Work order => Repeat each record word for word.

Input data =>
========================================================================

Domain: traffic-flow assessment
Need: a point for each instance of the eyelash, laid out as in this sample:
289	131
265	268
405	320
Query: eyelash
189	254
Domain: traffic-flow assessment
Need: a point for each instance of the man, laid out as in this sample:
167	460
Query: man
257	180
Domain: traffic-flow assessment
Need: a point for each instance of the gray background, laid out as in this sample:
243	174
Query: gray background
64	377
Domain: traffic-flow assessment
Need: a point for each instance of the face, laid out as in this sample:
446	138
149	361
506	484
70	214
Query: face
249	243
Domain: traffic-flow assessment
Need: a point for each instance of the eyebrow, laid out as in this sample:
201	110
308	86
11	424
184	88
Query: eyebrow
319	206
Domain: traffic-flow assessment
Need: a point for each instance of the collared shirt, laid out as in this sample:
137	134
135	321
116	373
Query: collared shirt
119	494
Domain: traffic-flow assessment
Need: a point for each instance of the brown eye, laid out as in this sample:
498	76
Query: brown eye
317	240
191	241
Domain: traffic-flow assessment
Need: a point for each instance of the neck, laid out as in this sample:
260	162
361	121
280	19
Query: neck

========================================================================

Output for this task =>
Domain: traffic-flow assessment
Need: a point for each instance of the eyelash, laid out as in this sample:
289	131
265	268
405	320
Query: eyelash
189	254
Domain: traffic-flow assessment
Need: a point for each instance of the man, laid out as in this sample:
167	460
Query: man
257	180
Domain: traffic-flow assessment
Need: a point for each instance of the gray background, laid out as in this sample:
243	174
Query: gray background
64	377
Domain: traffic-flow assessment
Need: a point for each instance of the face, laid out as in this sample:
446	138
149	361
506	484
70	214
Query: face
249	243
Domain: traffic-flow assessment
Need: a point for each instance of the eyebrow, laid out as in this sample:
201	110
308	86
11	424
184	88
Query: eyebrow
319	206
Domain: traffic-flow assessment
Need: a point for each instance of the collared shirt, laid out as in this sample:
137	134
135	321
116	373
Query: collared shirt
119	494
Domain: traffic-flow assessment
Need: a point for each instance of the brown eye, laid out as in this sample:
498	76
Query: brown eye
317	240
191	241
Domain: traffic-flow assessment
Need: a point for each instance of the neck, laid out as in this sample:
260	162
361	121
280	19
Query: neck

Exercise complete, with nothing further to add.